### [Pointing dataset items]
□ □ □ □ □ □ □

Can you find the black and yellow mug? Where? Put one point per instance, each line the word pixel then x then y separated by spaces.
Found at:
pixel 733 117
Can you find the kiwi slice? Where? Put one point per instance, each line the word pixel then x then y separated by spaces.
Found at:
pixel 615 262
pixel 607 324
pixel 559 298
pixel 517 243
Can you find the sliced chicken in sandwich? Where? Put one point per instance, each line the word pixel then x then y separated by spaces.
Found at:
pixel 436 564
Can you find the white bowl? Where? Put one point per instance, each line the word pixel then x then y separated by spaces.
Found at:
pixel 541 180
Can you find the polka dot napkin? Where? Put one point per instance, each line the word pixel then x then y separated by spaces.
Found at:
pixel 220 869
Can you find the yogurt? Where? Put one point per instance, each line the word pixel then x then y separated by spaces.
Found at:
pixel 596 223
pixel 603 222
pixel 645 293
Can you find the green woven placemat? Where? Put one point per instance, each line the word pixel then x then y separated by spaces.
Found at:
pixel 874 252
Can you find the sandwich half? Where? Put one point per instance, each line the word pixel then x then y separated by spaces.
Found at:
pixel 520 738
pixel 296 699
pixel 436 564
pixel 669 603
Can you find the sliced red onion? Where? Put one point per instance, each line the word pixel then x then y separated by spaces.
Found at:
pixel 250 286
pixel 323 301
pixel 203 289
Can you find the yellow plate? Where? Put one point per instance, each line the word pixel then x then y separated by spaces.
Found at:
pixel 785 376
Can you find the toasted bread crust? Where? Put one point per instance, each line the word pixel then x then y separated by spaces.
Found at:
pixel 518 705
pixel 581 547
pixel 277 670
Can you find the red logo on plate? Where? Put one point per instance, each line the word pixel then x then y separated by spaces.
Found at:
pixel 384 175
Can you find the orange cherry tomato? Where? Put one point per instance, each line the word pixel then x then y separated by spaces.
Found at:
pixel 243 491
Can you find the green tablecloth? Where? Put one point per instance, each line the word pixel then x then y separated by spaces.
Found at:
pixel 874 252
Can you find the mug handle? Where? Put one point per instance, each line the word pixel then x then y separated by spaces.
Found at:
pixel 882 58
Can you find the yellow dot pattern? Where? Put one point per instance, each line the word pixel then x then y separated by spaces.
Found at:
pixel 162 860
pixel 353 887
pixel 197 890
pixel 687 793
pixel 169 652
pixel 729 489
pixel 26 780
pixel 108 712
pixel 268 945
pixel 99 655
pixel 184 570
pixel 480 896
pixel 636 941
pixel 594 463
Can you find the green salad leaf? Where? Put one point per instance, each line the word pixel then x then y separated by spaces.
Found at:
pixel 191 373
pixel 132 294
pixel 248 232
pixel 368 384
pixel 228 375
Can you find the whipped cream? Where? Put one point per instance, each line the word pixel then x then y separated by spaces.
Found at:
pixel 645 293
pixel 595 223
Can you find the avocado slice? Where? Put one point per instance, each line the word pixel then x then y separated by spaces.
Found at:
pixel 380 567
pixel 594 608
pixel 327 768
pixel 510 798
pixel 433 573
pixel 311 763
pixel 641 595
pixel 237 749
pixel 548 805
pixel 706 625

□ □ □ □ □ □ □

### [EXERCISE AIM]
Repeat the lines of the items above, starting with the line that contains "Can you find the toasted" and going on through the line that contains "pixel 384 175", including both of those lines.

### [COMPLETED EXERCISE]
Can you find the toasted bread crust? Where? Put one point per instance, each line the word pixel then x then y separated by spaces.
Found at:
pixel 518 705
pixel 581 547
pixel 277 670
Can you find the red logo on plate? Where? Put one point per instance, each line the word pixel then x then y separated by spaces.
Found at:
pixel 384 175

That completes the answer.